● YOUR OBJECTIVE
Put the lines below, from the line containing "Segment every instance of the pink" through the line containing "91 L 39 114", into a JSON list of strings with one string per line, leaving out any blank lines.

● LISTING
=-=-=-=-=

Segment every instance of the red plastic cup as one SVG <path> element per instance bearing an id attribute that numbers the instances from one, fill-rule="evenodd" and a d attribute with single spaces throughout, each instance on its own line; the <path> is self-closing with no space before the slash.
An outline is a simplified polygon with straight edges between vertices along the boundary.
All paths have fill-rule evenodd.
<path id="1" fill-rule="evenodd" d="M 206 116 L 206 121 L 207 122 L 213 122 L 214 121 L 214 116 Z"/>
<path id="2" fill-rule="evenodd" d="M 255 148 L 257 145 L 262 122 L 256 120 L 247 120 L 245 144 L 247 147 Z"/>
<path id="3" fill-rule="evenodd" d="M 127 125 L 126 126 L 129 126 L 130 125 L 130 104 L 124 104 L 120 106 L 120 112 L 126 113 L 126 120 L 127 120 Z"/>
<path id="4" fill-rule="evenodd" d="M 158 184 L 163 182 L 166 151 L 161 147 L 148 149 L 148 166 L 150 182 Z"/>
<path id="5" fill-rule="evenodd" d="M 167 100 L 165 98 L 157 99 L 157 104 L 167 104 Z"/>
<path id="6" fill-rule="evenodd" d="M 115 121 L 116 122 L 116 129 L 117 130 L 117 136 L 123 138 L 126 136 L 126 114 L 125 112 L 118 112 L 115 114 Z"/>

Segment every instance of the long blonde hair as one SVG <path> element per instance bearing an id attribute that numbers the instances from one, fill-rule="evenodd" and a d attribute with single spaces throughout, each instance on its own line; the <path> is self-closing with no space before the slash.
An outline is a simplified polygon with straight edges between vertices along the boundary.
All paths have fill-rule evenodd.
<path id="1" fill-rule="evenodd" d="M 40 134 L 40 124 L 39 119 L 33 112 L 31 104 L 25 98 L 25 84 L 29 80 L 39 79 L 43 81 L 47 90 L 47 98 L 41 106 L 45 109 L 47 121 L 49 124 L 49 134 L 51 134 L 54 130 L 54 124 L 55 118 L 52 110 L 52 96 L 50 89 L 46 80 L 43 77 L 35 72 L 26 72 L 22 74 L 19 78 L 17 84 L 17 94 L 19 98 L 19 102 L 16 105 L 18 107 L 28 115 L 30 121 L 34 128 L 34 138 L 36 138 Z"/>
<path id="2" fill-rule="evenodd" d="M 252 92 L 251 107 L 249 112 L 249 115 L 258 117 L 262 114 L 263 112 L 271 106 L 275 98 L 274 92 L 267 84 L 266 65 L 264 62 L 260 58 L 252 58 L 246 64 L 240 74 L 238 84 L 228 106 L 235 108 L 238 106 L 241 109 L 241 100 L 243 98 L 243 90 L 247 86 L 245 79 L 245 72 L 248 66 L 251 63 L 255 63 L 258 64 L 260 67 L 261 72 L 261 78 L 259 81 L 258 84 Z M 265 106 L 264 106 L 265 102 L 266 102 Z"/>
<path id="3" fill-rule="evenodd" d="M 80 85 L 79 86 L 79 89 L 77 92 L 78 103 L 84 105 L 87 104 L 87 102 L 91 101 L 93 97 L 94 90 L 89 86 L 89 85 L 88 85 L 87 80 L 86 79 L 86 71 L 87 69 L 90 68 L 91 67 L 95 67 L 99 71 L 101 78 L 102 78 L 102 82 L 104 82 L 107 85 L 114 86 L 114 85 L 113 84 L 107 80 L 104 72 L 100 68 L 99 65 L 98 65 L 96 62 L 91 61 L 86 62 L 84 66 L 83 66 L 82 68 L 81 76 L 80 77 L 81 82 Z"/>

=-=-=-=-=

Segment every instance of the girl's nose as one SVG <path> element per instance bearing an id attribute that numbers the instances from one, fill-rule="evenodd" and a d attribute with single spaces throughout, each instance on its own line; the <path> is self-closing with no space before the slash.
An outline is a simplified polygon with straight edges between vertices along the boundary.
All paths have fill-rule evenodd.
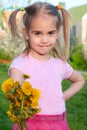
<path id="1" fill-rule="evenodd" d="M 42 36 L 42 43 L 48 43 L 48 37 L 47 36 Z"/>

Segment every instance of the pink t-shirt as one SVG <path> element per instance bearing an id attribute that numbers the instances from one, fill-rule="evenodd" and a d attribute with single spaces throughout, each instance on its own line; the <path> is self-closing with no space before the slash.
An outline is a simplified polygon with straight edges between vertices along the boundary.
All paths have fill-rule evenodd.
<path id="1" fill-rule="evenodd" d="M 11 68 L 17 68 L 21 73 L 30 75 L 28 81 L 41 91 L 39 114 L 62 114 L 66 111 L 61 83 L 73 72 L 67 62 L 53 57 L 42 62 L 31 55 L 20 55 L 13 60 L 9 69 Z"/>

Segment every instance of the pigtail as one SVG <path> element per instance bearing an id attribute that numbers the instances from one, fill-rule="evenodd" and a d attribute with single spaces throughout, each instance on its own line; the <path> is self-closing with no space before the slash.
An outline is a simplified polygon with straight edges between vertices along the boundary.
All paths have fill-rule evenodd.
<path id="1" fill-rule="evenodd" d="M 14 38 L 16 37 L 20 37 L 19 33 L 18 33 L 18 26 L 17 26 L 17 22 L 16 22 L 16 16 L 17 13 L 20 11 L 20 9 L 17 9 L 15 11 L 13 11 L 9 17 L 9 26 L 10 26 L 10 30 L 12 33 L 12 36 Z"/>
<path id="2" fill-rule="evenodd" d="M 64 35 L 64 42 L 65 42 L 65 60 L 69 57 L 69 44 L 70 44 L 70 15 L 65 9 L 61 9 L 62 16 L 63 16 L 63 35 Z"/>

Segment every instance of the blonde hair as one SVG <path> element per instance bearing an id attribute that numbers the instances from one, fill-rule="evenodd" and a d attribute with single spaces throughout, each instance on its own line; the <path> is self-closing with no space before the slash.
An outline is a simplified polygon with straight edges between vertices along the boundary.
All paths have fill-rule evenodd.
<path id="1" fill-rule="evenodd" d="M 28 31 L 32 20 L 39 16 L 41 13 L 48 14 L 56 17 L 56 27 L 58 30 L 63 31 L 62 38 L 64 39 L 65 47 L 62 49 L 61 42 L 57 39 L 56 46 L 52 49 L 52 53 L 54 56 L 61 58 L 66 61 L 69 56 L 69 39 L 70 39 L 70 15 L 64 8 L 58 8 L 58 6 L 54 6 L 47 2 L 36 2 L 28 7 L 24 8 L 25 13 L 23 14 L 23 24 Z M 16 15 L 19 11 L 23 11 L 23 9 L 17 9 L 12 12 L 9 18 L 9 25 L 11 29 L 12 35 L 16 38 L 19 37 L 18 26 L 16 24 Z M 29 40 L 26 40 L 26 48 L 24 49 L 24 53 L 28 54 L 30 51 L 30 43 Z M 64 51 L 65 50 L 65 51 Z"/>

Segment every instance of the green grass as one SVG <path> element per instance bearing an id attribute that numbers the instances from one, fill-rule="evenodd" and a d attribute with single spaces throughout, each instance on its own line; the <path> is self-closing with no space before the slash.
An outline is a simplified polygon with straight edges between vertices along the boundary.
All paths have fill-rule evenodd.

=-=-=-=-=

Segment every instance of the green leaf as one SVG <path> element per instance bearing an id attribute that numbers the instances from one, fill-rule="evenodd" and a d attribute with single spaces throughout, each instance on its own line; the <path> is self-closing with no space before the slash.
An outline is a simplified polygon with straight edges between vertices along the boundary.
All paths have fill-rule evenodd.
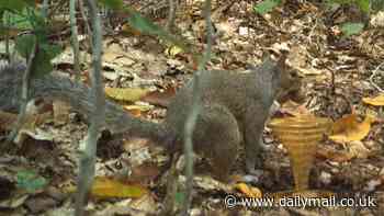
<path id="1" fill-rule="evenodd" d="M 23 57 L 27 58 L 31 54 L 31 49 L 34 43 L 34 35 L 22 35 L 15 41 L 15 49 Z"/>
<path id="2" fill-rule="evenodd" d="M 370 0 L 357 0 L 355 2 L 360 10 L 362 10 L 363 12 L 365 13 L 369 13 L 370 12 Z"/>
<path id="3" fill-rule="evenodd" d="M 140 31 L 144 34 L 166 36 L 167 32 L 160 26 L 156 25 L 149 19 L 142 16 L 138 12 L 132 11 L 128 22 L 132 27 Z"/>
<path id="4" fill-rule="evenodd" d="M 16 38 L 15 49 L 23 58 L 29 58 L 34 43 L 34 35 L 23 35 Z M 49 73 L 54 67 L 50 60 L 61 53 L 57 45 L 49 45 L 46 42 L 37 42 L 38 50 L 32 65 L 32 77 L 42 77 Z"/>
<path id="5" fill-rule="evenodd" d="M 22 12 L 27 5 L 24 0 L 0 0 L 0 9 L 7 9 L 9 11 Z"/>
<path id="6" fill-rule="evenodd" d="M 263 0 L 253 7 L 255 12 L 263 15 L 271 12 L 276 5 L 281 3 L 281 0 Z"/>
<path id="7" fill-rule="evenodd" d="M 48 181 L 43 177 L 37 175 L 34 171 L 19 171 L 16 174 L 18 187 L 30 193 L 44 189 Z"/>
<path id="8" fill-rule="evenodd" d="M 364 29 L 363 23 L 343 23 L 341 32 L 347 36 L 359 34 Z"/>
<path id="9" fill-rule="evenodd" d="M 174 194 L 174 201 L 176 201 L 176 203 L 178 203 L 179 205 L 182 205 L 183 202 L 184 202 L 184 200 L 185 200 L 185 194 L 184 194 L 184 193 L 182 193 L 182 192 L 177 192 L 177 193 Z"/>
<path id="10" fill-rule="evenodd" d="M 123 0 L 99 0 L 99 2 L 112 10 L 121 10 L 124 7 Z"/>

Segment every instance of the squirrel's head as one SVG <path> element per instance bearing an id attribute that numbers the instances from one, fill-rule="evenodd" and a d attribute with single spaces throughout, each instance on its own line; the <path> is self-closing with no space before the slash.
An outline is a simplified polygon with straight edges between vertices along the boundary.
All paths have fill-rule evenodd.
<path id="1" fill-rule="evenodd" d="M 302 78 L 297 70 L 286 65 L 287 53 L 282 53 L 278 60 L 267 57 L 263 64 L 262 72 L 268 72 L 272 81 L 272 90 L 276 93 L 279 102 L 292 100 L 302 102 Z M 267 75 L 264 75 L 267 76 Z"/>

=-=-=-=-=

● FULL RESPONSE
[
  "Segment every instance of the pink t-shirt as one SVG <path> element per instance bearing an id attribute that numbers the instances from one, fill-rule=\"evenodd\" and a d attribute with single spaces throughout, each instance on its own line; the <path> is self-closing with no space before the slash.",
  "An outline is a simplified polygon with straight edges between vertices along the boundary.",
  "All paths have fill-rule evenodd.",
  "<path id=\"1\" fill-rule=\"evenodd\" d=\"M 11 68 L 17 68 L 21 73 L 30 75 L 28 81 L 41 91 L 39 114 L 62 114 L 66 111 L 61 83 L 73 72 L 67 62 L 53 57 L 42 62 L 31 55 L 20 55 L 13 60 L 9 69 Z\"/>"
]